# Extracted text:
But you might have cousins swearing they won’t come if so-and-so is there, or if they do come – you have no idea what might happen. Or your brother will bring up politics which is always a bad idea, but what he almost always does. Perhaps your mom has everything strictly planned and orchestrated which creates a less-than relaxing experience for all involved – and you fear what she’ll say to your three-year old who doesn’t understand the difference between forks.
What’s going on? Families are supposed to be our buttress. Our go-to. Our safe asylum. That’s the case for the lucky, but many families are flawed – because people are flawed. This season you may grieve the family that could have been while dealing with the family that is, whether that means dealing with serious problems or irritating disappointments.
Aunt Jennifer will sip too much eggnog, and say something nasty to you or worse, one of your children. Grandma Serena will demand that all the family gather at her house when you would rather start Christmas traditions in your own home. Cousin Jacob will show up unexpectedly, right as you are about to take twenty minutes for yourself, to “sit and visit.” Your father-in-law will chide without a thank you or a smile, “You gave me too much food again. I can’t eat that much.”
What can help you through your less-than-ideal holiday season?
1) Use an “observer” stance.
This is when you subtly detach from the goings-on of the day. You remain involved or friendly, but you also keep a bit of emotional distance. You intentionally observe yourself and others as you go about your day, almost as if you were going to write a report on your own family, “My Family Interactions At The Holiday.”
It keeps your perspective more objective.
2) Don’t over-personalize.
Remind yourself of what you know about the people in your family that makes them act the way they do – that has nothing to do with you. “What do I know about my brother that might cause him to not give me a hug that isn’t about me? He is unhappy in his marriage. He may be depressed. Maybe he didn’t shower…”

# Extracted records:
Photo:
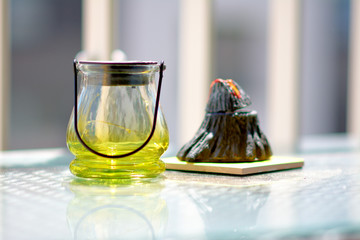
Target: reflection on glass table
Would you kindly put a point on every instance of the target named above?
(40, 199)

---

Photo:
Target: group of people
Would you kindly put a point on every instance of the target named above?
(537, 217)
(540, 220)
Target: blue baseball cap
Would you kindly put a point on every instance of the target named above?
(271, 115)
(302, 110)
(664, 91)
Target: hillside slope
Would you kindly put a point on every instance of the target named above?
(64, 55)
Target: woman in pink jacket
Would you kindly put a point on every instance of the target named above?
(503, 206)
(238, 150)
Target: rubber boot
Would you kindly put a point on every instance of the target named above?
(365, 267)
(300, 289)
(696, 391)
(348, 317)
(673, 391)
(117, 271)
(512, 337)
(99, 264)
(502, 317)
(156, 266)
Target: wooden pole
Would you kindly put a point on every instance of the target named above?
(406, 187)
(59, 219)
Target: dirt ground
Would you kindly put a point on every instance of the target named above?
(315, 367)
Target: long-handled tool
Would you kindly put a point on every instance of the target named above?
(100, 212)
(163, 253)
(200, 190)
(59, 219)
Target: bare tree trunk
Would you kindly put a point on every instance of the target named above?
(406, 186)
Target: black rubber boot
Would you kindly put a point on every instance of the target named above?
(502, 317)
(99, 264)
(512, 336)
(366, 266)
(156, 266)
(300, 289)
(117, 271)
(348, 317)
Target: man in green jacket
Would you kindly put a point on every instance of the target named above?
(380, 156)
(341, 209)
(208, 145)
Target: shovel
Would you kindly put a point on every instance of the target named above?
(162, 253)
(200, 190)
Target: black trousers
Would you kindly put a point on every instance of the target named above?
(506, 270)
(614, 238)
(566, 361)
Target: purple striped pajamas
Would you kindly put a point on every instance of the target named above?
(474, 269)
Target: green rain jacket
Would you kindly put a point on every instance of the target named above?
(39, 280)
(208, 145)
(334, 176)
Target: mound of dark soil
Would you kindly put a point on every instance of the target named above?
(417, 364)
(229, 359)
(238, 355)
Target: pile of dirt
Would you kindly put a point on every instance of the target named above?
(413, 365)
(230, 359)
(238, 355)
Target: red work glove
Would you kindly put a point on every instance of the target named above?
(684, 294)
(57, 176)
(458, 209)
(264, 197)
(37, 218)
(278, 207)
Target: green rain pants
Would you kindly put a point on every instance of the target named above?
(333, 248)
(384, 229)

# Given problem 1:
Reproduce the holiday family article from "But you might" to "or irritating disappointments.", replacing "brother" with "uncle".
# Given problem 2:
Extend the article on getting through a difficult family holiday season, picking up after its last sentence.
Nothing here depends on the records.

# Answer 1:
But you might have cousins swearing they won’t come if so-and-so is there, or if they do come – you have no idea what might happen. Or your uncle will bring up politics which is always a bad idea, but what he almost always does. Perhaps your mom has everything strictly planned and orchestrated which creates a less-than relaxing experience for all involved – and you fear what she’ll say to your three-year old who doesn’t understand the difference between forks.
What’s going on? Families are supposed to be our buttress. Our go-to. Our safe asylum. That’s the case for the lucky, but many families are flawed – because people are flawed. This season you may grieve the family that could have been while dealing with the family that is, whether that means dealing with serious problems or irritating disappointments.

# Answer 2:
If you can answer the question, you’re more likely to shrug a hurtful behavior off so it doesn’t ruin your day.
3) Realize if your own reactions are suspect, and move from reacting to responding.
Maybe you yourself are a little controlling, or not very go with the flow. Maybe you are feeling bad about yourself, having a rough time, and are more sensitive at the moment. Maybe you’re just plain exhausted.
If you take responsibility for your own potential to take things the wrong way or be difficult, then your half of any problem will be much easier to admit. It’s not easy to accept that you’re perhaps the link between conflict with others, but holding up an honest mirror to yourself can be helpful.
You can also predict ahead of time that “x” is likely to happen, so you can plan what you’ll do if and when it does. That’s moving from response to reaction – an overall really great thing to do.
4) Look for the good.
Most folks get up in the morning with the intent to live their lives the best they can that day. If you focus on what is good about people, then that will grow in your mind. You will be able to notice those things and enjoy the relationship.
There are definitely exceptions to this, for example: people with sociopathic or abusive behaviors, those that seem to live to manipulate or deride others, or those that have addictions that are out of control. If you have someone like this in your family, there is a problem that is much more significant than a simple holiday disappointment. Please reach out and talk to someone who could help you figure out a strategy for some kind of action.
5) Hang out with your family of choice.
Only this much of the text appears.